* _Task to carry out_
In the entries below, start at the line that contains "for the distant" and end after the line that contains "731;36;899;154". Reproduce only those lines, substituting "enclosing rectangle" for every occurrence of "bounding box" and leaving everything else unchanged.

* _Entries supplied_
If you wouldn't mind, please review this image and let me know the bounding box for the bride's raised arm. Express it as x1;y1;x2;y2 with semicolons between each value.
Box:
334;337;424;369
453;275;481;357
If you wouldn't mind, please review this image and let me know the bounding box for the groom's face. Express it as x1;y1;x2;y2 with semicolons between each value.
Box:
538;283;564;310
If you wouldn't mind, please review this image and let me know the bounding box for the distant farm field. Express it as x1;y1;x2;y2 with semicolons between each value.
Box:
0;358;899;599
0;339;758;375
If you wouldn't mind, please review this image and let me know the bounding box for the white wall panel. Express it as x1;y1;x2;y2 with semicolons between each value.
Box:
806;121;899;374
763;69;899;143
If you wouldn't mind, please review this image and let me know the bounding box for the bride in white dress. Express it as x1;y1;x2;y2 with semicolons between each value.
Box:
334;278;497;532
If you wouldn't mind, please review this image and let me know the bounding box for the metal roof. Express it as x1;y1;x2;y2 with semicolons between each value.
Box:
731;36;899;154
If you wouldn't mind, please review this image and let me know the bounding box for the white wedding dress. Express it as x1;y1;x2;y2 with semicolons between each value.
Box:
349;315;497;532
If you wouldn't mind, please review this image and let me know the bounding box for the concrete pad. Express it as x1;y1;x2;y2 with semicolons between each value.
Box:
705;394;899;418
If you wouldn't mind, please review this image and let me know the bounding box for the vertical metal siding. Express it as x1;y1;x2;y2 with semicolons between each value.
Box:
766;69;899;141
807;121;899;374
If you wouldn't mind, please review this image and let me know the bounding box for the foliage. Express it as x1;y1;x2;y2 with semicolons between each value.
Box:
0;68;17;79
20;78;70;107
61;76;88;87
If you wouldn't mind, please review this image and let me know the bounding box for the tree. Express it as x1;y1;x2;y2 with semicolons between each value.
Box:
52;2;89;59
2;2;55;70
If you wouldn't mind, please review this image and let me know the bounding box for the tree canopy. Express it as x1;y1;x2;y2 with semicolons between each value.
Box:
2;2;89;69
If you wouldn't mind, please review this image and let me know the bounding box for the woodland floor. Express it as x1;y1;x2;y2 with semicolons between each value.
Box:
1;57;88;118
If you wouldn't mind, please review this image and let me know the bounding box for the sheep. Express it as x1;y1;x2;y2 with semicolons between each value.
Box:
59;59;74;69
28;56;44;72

* _Written reply_
If you wouldn't mind, please review this image and let me know the enclosing rectangle for the distant farm field. Express it as x1;y1;x2;y2 with semicolons between each value.
Box:
0;358;899;599
0;339;758;375
If you wouldn't mind, please review this image and let me know the enclosing rectangle for the white wall panel. Express it as x1;y1;x2;y2 with semicolons between each value.
Box:
806;121;899;374
763;69;899;143
If you wouldn't mind, please review this image and let me know the enclosing rectangle for the bride in white dress. Express it as x1;y1;x2;y2 with semicolons between each value.
Box:
334;278;497;532
If you wouldn't mind, please review this image and let me know the enclosing rectangle for the metal roof. Express it as x1;y1;x2;y2 with semicolons between each value.
Box:
731;36;899;154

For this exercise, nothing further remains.